Entries taken from a collection
□ □ □ □

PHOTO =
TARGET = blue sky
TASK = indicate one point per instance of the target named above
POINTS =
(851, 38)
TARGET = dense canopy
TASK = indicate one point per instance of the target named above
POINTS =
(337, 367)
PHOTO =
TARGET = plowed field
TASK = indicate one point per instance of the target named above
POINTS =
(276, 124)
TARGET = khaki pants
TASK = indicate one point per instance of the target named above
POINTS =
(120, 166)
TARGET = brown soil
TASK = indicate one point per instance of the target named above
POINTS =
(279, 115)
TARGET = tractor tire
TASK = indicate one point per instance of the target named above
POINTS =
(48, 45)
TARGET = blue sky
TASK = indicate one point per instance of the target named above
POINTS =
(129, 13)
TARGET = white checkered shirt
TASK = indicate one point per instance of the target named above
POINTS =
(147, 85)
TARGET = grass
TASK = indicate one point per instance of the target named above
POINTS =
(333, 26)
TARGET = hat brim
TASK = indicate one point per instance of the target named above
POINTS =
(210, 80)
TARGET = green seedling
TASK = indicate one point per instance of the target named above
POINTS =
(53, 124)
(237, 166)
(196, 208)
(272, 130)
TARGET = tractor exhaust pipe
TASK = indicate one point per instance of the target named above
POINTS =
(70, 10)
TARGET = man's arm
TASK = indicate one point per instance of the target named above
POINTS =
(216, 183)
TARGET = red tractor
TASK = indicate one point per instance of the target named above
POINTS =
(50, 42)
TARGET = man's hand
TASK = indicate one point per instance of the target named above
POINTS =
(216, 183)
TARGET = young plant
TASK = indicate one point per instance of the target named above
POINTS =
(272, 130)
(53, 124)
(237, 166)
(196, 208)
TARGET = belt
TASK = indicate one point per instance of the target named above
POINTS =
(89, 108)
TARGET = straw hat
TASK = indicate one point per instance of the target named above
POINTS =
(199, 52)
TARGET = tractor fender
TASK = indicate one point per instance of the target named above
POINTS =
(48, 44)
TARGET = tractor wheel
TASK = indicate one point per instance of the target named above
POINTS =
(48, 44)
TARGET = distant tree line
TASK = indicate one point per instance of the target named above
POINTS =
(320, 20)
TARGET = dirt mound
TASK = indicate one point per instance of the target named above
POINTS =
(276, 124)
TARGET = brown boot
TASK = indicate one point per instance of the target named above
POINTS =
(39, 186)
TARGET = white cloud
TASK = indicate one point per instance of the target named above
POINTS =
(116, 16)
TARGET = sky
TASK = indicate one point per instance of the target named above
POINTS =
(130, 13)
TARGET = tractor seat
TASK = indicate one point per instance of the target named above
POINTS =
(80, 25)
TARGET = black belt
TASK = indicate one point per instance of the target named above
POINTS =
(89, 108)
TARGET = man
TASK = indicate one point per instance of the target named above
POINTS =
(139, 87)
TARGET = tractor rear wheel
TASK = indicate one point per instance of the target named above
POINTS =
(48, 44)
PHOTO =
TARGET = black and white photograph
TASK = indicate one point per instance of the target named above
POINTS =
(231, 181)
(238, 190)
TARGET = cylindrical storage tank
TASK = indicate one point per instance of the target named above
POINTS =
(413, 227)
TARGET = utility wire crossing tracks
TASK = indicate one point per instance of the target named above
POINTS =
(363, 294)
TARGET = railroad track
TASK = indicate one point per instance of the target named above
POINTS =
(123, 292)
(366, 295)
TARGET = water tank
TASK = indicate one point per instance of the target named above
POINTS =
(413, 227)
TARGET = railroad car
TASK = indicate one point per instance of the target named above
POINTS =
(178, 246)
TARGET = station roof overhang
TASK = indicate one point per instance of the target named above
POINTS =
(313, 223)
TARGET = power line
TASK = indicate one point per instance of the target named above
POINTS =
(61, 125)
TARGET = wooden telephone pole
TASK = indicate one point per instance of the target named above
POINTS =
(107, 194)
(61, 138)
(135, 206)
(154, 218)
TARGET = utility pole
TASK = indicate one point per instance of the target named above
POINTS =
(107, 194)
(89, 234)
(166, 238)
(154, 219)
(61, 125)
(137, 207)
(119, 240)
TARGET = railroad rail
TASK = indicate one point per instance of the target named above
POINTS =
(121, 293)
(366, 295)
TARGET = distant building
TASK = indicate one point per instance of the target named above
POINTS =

□ □ □ □

▶ [PROBLEM STATEMENT]:
Repeat, character for character, the lines from the one that holds "TARGET = railroad track" to the final line of the material, inclusive, and no other lines.

▶ [RESPONSE]:
TARGET = railroad track
TASK = indicate one point per instance of the target named above
POINTS =
(123, 292)
(366, 295)
TARGET = water tank
TASK = indicate one point per instance of the target named above
POINTS =
(413, 227)
TARGET = railroad car
TASK = indicate one point per instance of the target named above
POINTS =
(178, 246)
TARGET = station roof overhang
TASK = indicate one point per instance of the target named above
POINTS =
(313, 223)
TARGET = power line
TASK = indicate one point per instance of the target named above
POINTS =
(61, 125)
TARGET = wooden telephone pole
TASK = indicate one point per instance of the target named above
POINTS =
(107, 194)
(61, 138)
(135, 206)
(154, 218)
TARGET = utility pole
TASK = indicate one point per instance of the target named above
POINTS =
(107, 194)
(89, 234)
(166, 238)
(154, 219)
(61, 125)
(137, 207)
(119, 240)
TARGET = railroad rail
TASK = indicate one point per instance of the target named above
POINTS =
(121, 293)
(366, 295)
TARGET = distant building
TASK = indicate one point per instance of the target named above
POINTS =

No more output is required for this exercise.